In your reply, write out the records exactly, each line intact.
Start of DATA FOR THE TASK
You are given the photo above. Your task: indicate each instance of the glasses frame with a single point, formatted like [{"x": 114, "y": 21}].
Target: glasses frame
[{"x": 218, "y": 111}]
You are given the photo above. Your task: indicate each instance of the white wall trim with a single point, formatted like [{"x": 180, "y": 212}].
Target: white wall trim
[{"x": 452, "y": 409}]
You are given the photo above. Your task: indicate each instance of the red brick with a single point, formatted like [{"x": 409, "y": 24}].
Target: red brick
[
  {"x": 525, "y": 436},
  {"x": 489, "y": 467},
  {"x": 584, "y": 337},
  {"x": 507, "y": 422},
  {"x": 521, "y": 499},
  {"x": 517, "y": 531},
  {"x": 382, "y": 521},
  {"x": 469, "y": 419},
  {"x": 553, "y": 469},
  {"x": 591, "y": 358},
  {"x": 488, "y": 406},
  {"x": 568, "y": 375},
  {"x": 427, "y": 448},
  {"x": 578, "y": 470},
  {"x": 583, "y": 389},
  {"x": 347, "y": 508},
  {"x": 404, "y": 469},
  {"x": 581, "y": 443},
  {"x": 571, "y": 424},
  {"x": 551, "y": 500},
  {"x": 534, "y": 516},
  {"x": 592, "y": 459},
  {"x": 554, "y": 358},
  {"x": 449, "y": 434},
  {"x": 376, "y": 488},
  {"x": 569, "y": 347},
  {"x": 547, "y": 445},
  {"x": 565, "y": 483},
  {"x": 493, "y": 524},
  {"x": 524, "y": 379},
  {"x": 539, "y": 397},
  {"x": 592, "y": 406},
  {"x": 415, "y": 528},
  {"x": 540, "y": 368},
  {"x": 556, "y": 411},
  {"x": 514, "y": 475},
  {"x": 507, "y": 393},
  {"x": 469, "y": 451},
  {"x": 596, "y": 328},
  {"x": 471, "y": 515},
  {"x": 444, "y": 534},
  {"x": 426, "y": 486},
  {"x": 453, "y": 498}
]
End of DATA FOR THE TASK
§ **ANSWER SECTION**:
You are given the photo above. Your task: indicate each instance of the glasses frame with a single point, formatted like [{"x": 114, "y": 21}].
Target: glasses frame
[{"x": 218, "y": 111}]
You are given the photo above. Your task: indicate each instance of the white wall trim with a single point, formatted like [{"x": 180, "y": 212}].
Target: white wall trim
[{"x": 452, "y": 409}]
You are given the photo above. Your task: indicate each instance of the red brick with a single point, formatted like [{"x": 409, "y": 24}].
Target: red brick
[
  {"x": 525, "y": 436},
  {"x": 489, "y": 467},
  {"x": 584, "y": 337},
  {"x": 507, "y": 422},
  {"x": 521, "y": 499},
  {"x": 517, "y": 531},
  {"x": 382, "y": 521},
  {"x": 469, "y": 419},
  {"x": 553, "y": 469},
  {"x": 591, "y": 358},
  {"x": 488, "y": 406},
  {"x": 568, "y": 375},
  {"x": 427, "y": 448},
  {"x": 578, "y": 470},
  {"x": 583, "y": 389},
  {"x": 347, "y": 508},
  {"x": 404, "y": 469},
  {"x": 581, "y": 443},
  {"x": 571, "y": 424},
  {"x": 551, "y": 500},
  {"x": 534, "y": 516},
  {"x": 592, "y": 459},
  {"x": 554, "y": 358},
  {"x": 449, "y": 434},
  {"x": 376, "y": 488},
  {"x": 569, "y": 347},
  {"x": 547, "y": 445},
  {"x": 565, "y": 483},
  {"x": 493, "y": 524},
  {"x": 524, "y": 379},
  {"x": 539, "y": 397},
  {"x": 592, "y": 406},
  {"x": 415, "y": 528},
  {"x": 540, "y": 368},
  {"x": 556, "y": 411},
  {"x": 514, "y": 475},
  {"x": 507, "y": 393},
  {"x": 469, "y": 451},
  {"x": 596, "y": 328},
  {"x": 471, "y": 515},
  {"x": 444, "y": 534},
  {"x": 426, "y": 486},
  {"x": 453, "y": 498}
]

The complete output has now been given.